-- EXERCISE MATERIAL follows --
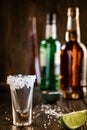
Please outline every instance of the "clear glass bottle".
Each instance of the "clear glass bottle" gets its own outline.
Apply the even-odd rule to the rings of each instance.
[[[46,39],[40,44],[40,89],[43,94],[59,89],[60,46],[56,40],[56,14],[47,14]]]
[[[30,75],[36,74],[35,86],[40,85],[39,48],[37,43],[36,17],[29,17],[29,70]]]
[[[66,43],[61,47],[60,88],[64,98],[83,97],[82,78],[84,51],[80,43],[79,9],[68,8]]]

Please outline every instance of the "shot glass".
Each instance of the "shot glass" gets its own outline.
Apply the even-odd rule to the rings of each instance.
[[[32,123],[32,98],[35,75],[9,75],[7,84],[10,85],[12,100],[13,124],[26,126]]]

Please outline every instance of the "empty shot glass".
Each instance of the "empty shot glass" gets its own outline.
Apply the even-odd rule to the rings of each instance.
[[[26,126],[32,123],[32,98],[35,75],[9,75],[13,124]]]

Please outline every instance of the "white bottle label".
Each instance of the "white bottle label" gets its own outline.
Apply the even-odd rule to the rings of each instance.
[[[40,48],[40,66],[45,67],[46,66],[46,49]]]
[[[60,51],[55,53],[54,57],[54,64],[55,64],[55,75],[60,74]]]

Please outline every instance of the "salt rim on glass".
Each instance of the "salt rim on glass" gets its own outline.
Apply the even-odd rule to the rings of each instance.
[[[7,76],[7,84],[10,85],[11,89],[20,89],[23,87],[33,87],[36,79],[36,75],[9,75]]]

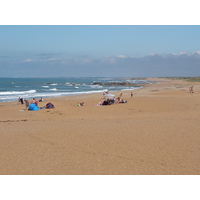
-- EXERCISE MATERIAL concluded --
WHAT IS NEEDED: Copy every line of the entries above in which "bottle" occurs.

ANSWER SPACE:
Please outline every instance of the "clear glass bottle".
Each instance of the "clear glass bottle" gets its own outline.
Please outline every instance of the "white bottle label".
Each instance of the "white bottle label" gets its own outline.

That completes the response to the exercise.